┌──
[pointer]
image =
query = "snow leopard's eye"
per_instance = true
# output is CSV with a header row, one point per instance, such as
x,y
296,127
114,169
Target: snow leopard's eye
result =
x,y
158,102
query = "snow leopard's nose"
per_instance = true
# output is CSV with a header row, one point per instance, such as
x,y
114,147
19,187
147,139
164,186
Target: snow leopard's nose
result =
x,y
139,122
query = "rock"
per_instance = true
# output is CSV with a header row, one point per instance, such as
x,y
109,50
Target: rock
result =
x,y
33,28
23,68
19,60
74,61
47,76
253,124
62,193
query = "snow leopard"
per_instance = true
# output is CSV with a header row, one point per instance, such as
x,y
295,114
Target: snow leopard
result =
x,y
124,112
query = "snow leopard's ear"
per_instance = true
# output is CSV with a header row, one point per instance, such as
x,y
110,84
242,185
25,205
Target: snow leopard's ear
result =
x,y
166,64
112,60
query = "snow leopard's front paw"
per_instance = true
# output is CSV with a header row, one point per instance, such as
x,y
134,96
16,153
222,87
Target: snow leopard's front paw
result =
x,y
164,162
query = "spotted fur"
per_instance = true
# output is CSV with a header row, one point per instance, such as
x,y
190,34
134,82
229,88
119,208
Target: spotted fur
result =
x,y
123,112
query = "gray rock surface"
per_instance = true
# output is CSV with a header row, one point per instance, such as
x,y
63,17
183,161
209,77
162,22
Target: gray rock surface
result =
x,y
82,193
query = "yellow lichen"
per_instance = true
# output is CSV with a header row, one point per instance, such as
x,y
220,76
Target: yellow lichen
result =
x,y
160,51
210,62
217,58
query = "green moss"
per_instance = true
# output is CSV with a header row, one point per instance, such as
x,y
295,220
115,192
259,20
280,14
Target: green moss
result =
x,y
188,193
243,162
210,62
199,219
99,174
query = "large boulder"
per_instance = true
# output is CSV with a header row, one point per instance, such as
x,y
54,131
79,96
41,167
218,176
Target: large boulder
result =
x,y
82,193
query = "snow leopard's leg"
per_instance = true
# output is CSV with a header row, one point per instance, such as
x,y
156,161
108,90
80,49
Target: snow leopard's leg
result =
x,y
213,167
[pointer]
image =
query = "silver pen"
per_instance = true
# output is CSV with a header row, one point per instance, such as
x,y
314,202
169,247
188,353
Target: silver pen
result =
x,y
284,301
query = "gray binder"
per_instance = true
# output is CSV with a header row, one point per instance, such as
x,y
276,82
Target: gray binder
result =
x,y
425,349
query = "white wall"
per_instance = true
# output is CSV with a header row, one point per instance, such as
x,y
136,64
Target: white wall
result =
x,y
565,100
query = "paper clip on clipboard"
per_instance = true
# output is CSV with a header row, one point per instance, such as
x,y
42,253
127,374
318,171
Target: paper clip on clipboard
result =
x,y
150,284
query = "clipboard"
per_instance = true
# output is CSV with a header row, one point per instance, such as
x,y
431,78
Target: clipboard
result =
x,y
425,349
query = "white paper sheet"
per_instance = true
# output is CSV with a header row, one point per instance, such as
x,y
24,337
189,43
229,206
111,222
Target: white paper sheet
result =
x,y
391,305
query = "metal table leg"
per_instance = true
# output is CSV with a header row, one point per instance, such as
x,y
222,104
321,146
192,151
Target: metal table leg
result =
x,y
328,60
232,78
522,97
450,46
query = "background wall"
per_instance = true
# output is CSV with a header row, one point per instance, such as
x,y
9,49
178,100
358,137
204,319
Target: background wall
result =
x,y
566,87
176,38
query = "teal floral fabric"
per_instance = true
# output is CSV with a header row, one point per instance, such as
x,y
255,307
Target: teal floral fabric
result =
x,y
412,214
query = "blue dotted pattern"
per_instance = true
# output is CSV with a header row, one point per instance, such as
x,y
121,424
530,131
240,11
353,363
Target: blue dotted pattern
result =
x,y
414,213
└──
→ AIM OF THE TASK:
Everything in the listing above should be restated exactly.

→ RESPONSE TO THE EXERCISE:
[pointer]
image =
query = "snow leopard's eye"
per_instance = true
# output is CSV with a header row, one point per instance, such as
x,y
296,127
114,169
Target: snow leopard's eye
result =
x,y
158,102
query = "snow leopard's nose"
per_instance = true
# output is CSV with a header row, one point per instance, such as
x,y
114,147
19,187
147,139
164,186
Target: snow leopard's nose
result =
x,y
139,122
query = "rock"
per_instance = true
# output is CSV with a header row, one point per instance, such as
x,y
109,50
Target: rock
result =
x,y
33,28
23,68
19,60
74,61
47,76
253,124
62,193
query = "snow leopard"
per_instance = true
# output is CSV with a header row, one point per instance, such as
x,y
295,114
Target: snow leopard
result =
x,y
124,112
query = "snow leopard's ear"
per_instance = true
# output is CSV with a header row, one point per instance, such as
x,y
110,84
242,185
25,205
Target: snow leopard's ear
result =
x,y
166,64
112,60
query = "snow leopard's front paw"
per_instance = true
# output is CSV with a header row, one point per instance, such as
x,y
134,96
16,153
222,87
Target: snow leopard's front paw
result =
x,y
164,162
query = "spotted fur"
per_instance = true
# output is CSV with a header row, one point per instance, such as
x,y
190,34
134,82
229,88
119,208
Target: spotted fur
result =
x,y
123,112
query = "gray rock surface"
per_instance = true
# output is CSV with a header row, one point per instance, such as
x,y
63,17
183,161
209,77
162,22
Target: gray rock surface
result =
x,y
82,193
query = "yellow lichen"
per_instance = true
# output is CSV with a header row, one point per instance, such as
x,y
220,76
Target: yellow lichen
result =
x,y
160,51
210,62
217,58
query = "green moss"
per_instance = true
# output is CSV with a header row, one point per instance, such as
x,y
295,220
115,192
259,20
280,14
Target: green moss
result =
x,y
188,193
243,162
210,62
199,219
99,174
query = "large boulder"
per_instance = true
# output is CSV with a header row, one point per instance, such as
x,y
54,131
79,96
41,167
218,176
Target: large boulder
result =
x,y
82,193
query = "snow leopard's leg"
per_instance = true
# output is CSV with a header row, one point per instance, such as
x,y
156,161
108,90
80,49
Target: snow leopard's leg
result =
x,y
213,167
[pointer]
image =
query = "silver pen"
per_instance = true
# output is CSV with a header row, one point per instance, such as
x,y
314,202
169,247
188,353
Target: silver pen
result =
x,y
284,301
query = "gray binder"
per_instance = true
# output is CSV with a header row, one point per instance, such as
x,y
276,82
Target: gray binder
result =
x,y
425,349
query = "white wall"
per_instance = true
# output is CSV with a header row, one point per instance, such as
x,y
136,64
Target: white wall
result =
x,y
565,100
query = "paper clip on clipboard"
per_instance = true
# output is CSV with a header row, one point per instance, such as
x,y
42,253
127,374
318,171
Target: paper clip on clipboard
result =
x,y
150,284
query = "clipboard"
per_instance = true
# output is CSV with a header row, one point per instance, such as
x,y
431,78
Target: clipboard
result =
x,y
425,349
query = "white paper sheet"
per_instance = true
# output is CSV with a header row, one point per instance, such as
x,y
24,337
189,43
229,206
111,222
Target: white paper sheet
result =
x,y
391,305
query = "metal table leg"
per_instance = true
# output is CSV with a header row, one point per instance, such as
x,y
222,104
321,146
192,151
Target: metal table leg
result =
x,y
328,60
232,78
522,97
450,46
query = "background wall"
per_instance = true
# output is CSV with a header row, one point per instance, such as
x,y
9,49
178,100
358,137
204,319
Target: background wall
result =
x,y
566,87
176,38
query = "teal floral fabric"
per_instance = true
# output is CSV with a header row, one point per instance, such as
x,y
255,307
Target: teal floral fabric
result =
x,y
412,214
query = "blue dotted pattern"
per_instance = true
# output is CSV with a header row, one point per instance, such as
x,y
121,424
530,131
240,11
353,363
Target: blue dotted pattern
result =
x,y
414,213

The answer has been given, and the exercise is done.